» **Data records**:

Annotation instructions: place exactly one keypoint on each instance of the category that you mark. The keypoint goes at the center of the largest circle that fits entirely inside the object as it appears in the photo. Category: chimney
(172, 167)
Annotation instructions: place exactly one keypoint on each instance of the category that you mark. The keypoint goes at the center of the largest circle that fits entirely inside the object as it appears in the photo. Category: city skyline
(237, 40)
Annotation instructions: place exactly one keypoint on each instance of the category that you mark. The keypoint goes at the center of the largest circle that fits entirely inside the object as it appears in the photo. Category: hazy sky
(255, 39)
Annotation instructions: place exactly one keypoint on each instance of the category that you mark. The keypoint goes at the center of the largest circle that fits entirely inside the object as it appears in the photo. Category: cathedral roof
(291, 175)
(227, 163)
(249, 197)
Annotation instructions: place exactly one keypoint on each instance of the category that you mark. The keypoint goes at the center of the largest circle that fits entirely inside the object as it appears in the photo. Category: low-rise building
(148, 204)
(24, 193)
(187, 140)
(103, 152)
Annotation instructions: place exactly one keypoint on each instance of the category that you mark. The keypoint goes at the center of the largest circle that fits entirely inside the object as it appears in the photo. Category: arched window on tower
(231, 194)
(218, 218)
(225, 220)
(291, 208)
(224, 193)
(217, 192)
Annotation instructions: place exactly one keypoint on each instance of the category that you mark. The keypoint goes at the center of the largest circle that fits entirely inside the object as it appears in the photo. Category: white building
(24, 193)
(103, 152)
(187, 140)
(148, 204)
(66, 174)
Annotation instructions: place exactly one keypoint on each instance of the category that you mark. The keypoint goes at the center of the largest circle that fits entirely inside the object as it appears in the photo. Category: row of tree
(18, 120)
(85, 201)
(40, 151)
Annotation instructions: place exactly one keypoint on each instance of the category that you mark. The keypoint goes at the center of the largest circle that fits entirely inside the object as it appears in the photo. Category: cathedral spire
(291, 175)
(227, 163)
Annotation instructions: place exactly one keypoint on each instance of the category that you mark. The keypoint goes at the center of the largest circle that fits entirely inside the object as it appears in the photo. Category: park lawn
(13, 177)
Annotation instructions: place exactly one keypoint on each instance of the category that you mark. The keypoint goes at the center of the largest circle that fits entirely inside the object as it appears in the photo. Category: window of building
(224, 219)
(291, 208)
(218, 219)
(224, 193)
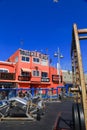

» **What the task asks**: Leave the pictures aside and output each entry exactly as it stands.

» **Your solution**:
Annotation instructions: place exactly one keypoint on each instance of the category that you mark. The keypoint goes at the center of the largest circle that fits entirely inside the object as it appears in the photo. Category: chimney
(172, 167)
Annotation instructions: place exactly one keypoint on each instance of the category that you mark. The keypoint goes at the center of the largest circle that fits entirely inside the object as it appears in the photo. Category: city skyline
(237, 40)
Annotation instructions: place exactly one keypoint on each instance of the category that you mark. The keypoint goes at the center of the largest circle that fits entirely inside the object as it appears in the photo. Category: hazy sky
(255, 39)
Annotation instructions: place exactly one keypoint on each instance of the category that you mark. The keypoint goes at the center of the largest circle that fits entirely inside the object as it appears in the photo. Category: cathedral roof
(291, 175)
(227, 163)
(249, 197)
Annotation instructions: place exactly one keypoint on each instance of the category that you mark. The keypoint goes at the center of the largest circle that fits entirely inside the object as it appears in the photo. Category: low-rise building
(148, 204)
(24, 193)
(187, 140)
(103, 152)
Annotation instructions: place exactly one keypoint on each instance of the category that you mark. The keypoint goes at the center of the largest circle that fits entirely inside the object as it appears in the photo. Category: arched window on tower
(231, 194)
(218, 218)
(225, 220)
(291, 208)
(224, 193)
(217, 192)
Annotation instructions: place exactly one keypoint on each instance of the category that you mark. The keypoint goes at the center of the largest circle that fits entirely inside the object as it appears in the photo. Category: white building
(24, 193)
(103, 152)
(187, 140)
(148, 204)
(66, 174)
Annotation instructions: place exactly one keypoint on each instance of the category that you mark. The keypoint goes at the center of the largest circle that fits entirely inside the object as it appears in the photo. Category: row of tree
(18, 120)
(85, 201)
(40, 151)
Annotation instructions: place exactly one keypoint on each instance of the category that you mark. The keypoint goes at the center of the largest circle that fits entirely inside the object as it appears in the photo. Category: cathedral spire
(291, 175)
(227, 163)
Annotation instructions: place exactly one keypoint on each instance of the category that you mark. The keypoint goes at the center of the largest circle that fits entirely inside the object as it appears in the photo. Category: park lawn
(13, 177)
Annotation instructions: place exactly one keypoint on each instance of the category that you mark. The keypoint goes at the center of the largest circle that fits entirely inside the object as it appears in the photo. Category: window of building
(224, 219)
(291, 208)
(218, 219)
(224, 193)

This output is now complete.